EXERCISE OBJECTIVE: Copy exactly, please, the lines of the data from its start through the line containing "Where is the street".

++++++++++++++++++++

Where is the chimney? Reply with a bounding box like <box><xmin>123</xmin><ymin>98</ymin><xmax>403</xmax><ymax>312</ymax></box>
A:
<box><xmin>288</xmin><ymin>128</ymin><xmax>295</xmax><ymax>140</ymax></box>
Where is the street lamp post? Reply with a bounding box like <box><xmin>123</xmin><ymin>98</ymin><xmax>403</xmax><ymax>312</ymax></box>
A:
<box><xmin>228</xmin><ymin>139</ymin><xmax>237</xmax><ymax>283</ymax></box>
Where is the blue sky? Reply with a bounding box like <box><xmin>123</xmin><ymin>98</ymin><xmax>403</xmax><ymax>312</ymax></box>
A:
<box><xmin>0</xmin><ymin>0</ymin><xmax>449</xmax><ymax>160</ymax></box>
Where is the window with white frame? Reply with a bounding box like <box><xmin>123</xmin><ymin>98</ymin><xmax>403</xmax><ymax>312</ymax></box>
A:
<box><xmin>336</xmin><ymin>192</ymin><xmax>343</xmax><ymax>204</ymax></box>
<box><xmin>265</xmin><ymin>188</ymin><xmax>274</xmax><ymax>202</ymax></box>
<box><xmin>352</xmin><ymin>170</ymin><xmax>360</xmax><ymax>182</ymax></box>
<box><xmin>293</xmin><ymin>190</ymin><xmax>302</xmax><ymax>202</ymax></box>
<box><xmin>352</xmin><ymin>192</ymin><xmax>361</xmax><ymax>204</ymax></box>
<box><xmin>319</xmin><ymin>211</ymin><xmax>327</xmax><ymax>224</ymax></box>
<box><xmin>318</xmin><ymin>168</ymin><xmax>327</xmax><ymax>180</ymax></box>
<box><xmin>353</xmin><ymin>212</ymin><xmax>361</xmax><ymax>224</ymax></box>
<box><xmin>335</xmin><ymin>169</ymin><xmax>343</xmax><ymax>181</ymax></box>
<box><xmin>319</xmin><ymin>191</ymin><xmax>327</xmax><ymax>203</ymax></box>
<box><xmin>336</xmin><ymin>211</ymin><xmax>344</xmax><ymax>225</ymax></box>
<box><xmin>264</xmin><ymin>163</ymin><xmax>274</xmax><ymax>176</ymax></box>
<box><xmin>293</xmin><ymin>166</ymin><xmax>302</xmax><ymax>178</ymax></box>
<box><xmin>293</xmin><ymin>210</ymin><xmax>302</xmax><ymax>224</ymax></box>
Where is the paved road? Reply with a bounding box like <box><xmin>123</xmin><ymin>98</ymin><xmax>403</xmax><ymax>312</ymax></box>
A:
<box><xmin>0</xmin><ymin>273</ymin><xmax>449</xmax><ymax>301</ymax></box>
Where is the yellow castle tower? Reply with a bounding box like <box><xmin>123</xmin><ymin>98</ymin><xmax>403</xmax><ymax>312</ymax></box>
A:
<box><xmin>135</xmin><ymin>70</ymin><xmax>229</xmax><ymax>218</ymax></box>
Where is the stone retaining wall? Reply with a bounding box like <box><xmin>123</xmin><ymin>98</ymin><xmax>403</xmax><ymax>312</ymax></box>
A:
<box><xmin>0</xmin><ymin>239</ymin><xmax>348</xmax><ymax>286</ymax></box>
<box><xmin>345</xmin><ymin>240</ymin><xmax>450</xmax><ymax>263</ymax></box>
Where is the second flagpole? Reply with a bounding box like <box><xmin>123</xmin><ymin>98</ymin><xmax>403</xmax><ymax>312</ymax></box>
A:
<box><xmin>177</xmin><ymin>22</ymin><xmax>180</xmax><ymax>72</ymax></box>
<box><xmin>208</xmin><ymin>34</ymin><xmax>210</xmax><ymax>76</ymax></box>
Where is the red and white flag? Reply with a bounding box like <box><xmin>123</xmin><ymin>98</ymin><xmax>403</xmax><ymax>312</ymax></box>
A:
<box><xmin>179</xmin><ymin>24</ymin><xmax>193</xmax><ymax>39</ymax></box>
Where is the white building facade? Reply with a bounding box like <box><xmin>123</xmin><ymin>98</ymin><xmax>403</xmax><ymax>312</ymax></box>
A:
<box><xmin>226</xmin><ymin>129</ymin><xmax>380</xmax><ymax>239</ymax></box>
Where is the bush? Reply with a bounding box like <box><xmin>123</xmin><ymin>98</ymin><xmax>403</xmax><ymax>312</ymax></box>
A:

++++++++++++++++++++

FINISHED EXERCISE:
Where is the chimney? Reply with a bounding box like <box><xmin>123</xmin><ymin>98</ymin><xmax>403</xmax><ymax>312</ymax></box>
A:
<box><xmin>288</xmin><ymin>128</ymin><xmax>295</xmax><ymax>140</ymax></box>
Where is the street lamp post? Reply with a bounding box like <box><xmin>123</xmin><ymin>98</ymin><xmax>403</xmax><ymax>312</ymax></box>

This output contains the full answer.